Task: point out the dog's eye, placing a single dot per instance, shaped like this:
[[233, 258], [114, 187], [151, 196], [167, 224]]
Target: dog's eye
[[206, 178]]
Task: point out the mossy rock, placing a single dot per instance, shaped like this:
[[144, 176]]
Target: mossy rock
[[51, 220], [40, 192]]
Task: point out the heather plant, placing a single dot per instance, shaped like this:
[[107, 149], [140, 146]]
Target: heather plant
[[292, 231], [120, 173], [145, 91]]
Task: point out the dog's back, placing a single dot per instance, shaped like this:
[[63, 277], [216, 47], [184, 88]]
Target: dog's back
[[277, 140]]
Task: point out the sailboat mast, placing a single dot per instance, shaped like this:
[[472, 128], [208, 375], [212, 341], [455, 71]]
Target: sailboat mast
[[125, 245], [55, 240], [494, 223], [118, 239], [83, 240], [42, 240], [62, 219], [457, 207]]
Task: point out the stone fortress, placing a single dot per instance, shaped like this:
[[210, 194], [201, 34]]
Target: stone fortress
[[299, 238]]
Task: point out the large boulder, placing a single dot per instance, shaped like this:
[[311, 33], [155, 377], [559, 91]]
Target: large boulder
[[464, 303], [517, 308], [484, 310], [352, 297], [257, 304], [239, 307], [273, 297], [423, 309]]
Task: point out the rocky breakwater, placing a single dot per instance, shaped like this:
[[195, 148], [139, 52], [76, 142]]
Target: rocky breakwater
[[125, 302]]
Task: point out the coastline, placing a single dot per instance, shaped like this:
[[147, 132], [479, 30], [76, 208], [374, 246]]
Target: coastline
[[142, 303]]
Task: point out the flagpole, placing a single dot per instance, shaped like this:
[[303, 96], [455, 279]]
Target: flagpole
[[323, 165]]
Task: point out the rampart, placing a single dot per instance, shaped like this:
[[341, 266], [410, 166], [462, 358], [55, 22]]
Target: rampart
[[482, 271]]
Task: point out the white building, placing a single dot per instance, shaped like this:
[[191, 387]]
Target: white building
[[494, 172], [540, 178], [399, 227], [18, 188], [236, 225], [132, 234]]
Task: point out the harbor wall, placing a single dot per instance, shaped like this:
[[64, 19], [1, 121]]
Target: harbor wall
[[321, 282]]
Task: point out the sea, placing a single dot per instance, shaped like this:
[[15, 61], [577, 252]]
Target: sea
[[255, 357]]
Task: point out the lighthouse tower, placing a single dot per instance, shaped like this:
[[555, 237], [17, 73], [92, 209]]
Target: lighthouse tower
═══
Rewrite everything in the data above, from the line containing "Task: point out the heather" down to the line containing "[[292, 231], [120, 173], [145, 91]]", as a numbered list. Include both of those lines and leave out any blank lines.

**Written response:**
1. Task: point out the heather plant, placing a single dot per instance, shaped like this:
2. [[107, 149], [140, 146]]
3. Target: heather plant
4. [[292, 231], [120, 173], [145, 91]]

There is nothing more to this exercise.